**TEXTO DA PÁGINA**:
========
A APES segue com entrevistas que abordam o enfrentamento ao coronavírus e a defesa das instituições públicas contra os ataques do governo neste momento.
Na conversa de hoje, André Martins, professor da Faculdade de Educação da UFJF, explica o significado político dos mais recentes ataques do governo federal à educação. André explica como cortes de bolsas, propostas de educação a distância e a tentativa de exclusão das ciências sociais e humanas das prioridades do governo representam um aprofundamento do projeto de governo no contexto da crise do coronavírus.
1 – A Portaria 1.122, do Ministério da Ciência, Tecnologia, Inovações e Comunicações, define prioridades de investimento em pesquisa até 2023, mas não cita investimentos nas áreas de Educação Básica, Ciências Humanas e Ciências Sociais Aplicadas. Em uma segunda portaria (Nº 1.329), o governo volta atrás, incluindo as áreas anteriormente descartadas. O que representa essa movimentação, dentro do projeto já em curso do governo, para a ciência brasileira?
========
**DADOS LISTADOS**:
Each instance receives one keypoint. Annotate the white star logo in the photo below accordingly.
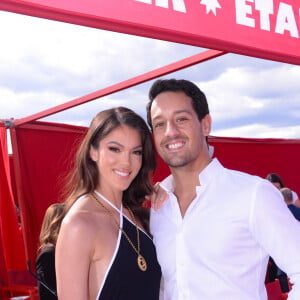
(211, 5)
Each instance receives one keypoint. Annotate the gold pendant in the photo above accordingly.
(142, 263)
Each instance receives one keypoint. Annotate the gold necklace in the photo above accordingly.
(140, 259)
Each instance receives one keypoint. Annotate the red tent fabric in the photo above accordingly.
(11, 236)
(44, 153)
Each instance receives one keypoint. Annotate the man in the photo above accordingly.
(215, 232)
(288, 198)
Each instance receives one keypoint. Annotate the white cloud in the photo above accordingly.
(260, 131)
(44, 63)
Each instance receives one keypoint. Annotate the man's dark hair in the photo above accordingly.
(199, 101)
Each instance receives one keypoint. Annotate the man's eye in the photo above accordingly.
(181, 119)
(114, 149)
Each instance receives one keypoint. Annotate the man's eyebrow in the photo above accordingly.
(176, 112)
(120, 145)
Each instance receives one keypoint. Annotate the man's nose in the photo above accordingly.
(171, 129)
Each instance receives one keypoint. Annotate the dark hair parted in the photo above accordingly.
(85, 176)
(51, 225)
(199, 100)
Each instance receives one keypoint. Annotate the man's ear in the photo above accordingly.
(206, 125)
(93, 154)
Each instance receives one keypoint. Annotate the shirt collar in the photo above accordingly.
(205, 176)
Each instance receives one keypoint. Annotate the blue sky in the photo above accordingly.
(45, 63)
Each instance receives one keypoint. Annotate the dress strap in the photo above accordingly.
(120, 211)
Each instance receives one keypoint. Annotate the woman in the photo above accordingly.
(104, 250)
(45, 262)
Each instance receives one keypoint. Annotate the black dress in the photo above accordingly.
(124, 280)
(45, 268)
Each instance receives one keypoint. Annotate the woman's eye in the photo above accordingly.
(157, 125)
(138, 152)
(114, 149)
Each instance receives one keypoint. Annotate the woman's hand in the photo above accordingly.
(158, 197)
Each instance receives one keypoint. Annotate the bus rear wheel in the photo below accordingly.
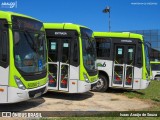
(102, 84)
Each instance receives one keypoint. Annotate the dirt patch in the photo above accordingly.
(90, 101)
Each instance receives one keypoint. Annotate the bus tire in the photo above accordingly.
(102, 84)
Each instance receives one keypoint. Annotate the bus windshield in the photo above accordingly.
(155, 67)
(29, 45)
(89, 50)
(147, 58)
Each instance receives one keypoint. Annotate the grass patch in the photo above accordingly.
(151, 94)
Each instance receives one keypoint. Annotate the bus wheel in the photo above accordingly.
(102, 84)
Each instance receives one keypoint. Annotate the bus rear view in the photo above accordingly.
(71, 57)
(123, 61)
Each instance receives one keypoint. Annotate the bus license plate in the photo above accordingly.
(37, 95)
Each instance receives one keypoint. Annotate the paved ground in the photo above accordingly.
(90, 101)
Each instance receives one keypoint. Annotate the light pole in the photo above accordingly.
(107, 10)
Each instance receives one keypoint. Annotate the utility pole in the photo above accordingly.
(107, 10)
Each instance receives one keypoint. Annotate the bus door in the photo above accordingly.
(58, 60)
(123, 66)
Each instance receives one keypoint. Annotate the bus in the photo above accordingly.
(71, 57)
(123, 61)
(23, 58)
(155, 65)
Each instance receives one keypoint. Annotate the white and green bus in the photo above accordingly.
(23, 58)
(71, 57)
(155, 67)
(123, 61)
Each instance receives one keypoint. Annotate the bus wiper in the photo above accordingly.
(32, 45)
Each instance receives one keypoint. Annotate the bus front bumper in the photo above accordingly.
(145, 84)
(17, 95)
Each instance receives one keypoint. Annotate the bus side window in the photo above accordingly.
(4, 49)
(103, 49)
(75, 53)
(139, 56)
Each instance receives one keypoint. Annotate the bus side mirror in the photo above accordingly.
(139, 61)
(4, 57)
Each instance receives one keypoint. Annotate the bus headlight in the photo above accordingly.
(86, 78)
(19, 83)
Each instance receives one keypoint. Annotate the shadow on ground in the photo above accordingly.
(21, 106)
(68, 96)
(116, 90)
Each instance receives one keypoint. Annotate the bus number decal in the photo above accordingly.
(101, 64)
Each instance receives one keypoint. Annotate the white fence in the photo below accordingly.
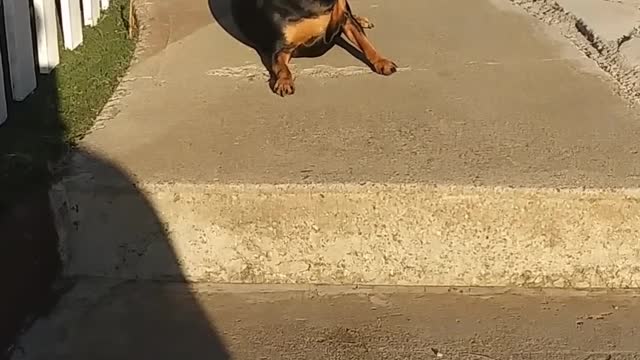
(18, 31)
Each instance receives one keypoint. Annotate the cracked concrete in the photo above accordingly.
(202, 174)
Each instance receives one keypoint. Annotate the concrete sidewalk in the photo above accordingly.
(500, 155)
(468, 167)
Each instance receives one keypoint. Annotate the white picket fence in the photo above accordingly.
(18, 31)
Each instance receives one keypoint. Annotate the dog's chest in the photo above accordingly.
(305, 31)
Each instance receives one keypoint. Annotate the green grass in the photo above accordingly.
(63, 108)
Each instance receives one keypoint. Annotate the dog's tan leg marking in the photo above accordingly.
(283, 79)
(364, 22)
(354, 33)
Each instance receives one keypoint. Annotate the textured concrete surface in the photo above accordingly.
(164, 321)
(371, 234)
(608, 20)
(449, 169)
(631, 51)
(498, 99)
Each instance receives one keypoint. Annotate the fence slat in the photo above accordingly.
(47, 35)
(71, 17)
(91, 12)
(17, 19)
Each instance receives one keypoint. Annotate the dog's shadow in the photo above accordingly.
(235, 17)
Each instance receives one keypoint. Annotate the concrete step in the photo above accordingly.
(443, 174)
(150, 320)
(354, 233)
========
**OBJETIVO PROPOSTO 1**:
Resuma o texto da página em duas frases, por favor.
**OBJETIVO PROPOSTO 2**:
Imprima o trecho do texto da página entre "Na conversa de" e "a ciência brasileira?", inclusive.

**RESULTADO DA TAREFA 1**:
A APES segue com entrevistas sobre o enfrentamento ao coronavírus e a defesa das instituições públicas contra os ataques do governo. Nesta conversa, André Martins, professor da Faculdade de Educação da UFJF, explica o significado político dos ataques recentes do governo federal à educação, como os cortes de bolsas, as propostas de educação a distância e a tentativa de excluir as ciências sociais e humanas das prioridades do governo.

**RESULTADO DA TAREFA 2**:
Na conversa de hoje, André Martins, professor da Faculdade de Educação da UFJF, explica o significado político dos mais recentes ataques do governo federal à educação. André explica como cortes de bolsas, propostas de educação a distância e a tentativa de exclusão das ciências sociais e humanas das prioridades do governo representam um aprofundamento do projeto de governo no contexto da crise do coronavírus.
1 – A Portaria 1.122, do Ministério da Ciência, Tecnologia, Inovações e Comunicações, define prioridades de investimento em pesquisa até 2023, mas não cita investimentos nas áreas de Educação Básica, Ciências Humanas e Ciências Sociais Aplicadas. Em uma segunda portaria (Nº 1.329), o governo volta atrás, incluindo as áreas anteriormente descartadas. O que representa essa movimentação, dentro do projeto já em curso do governo, para a ciência brasileira?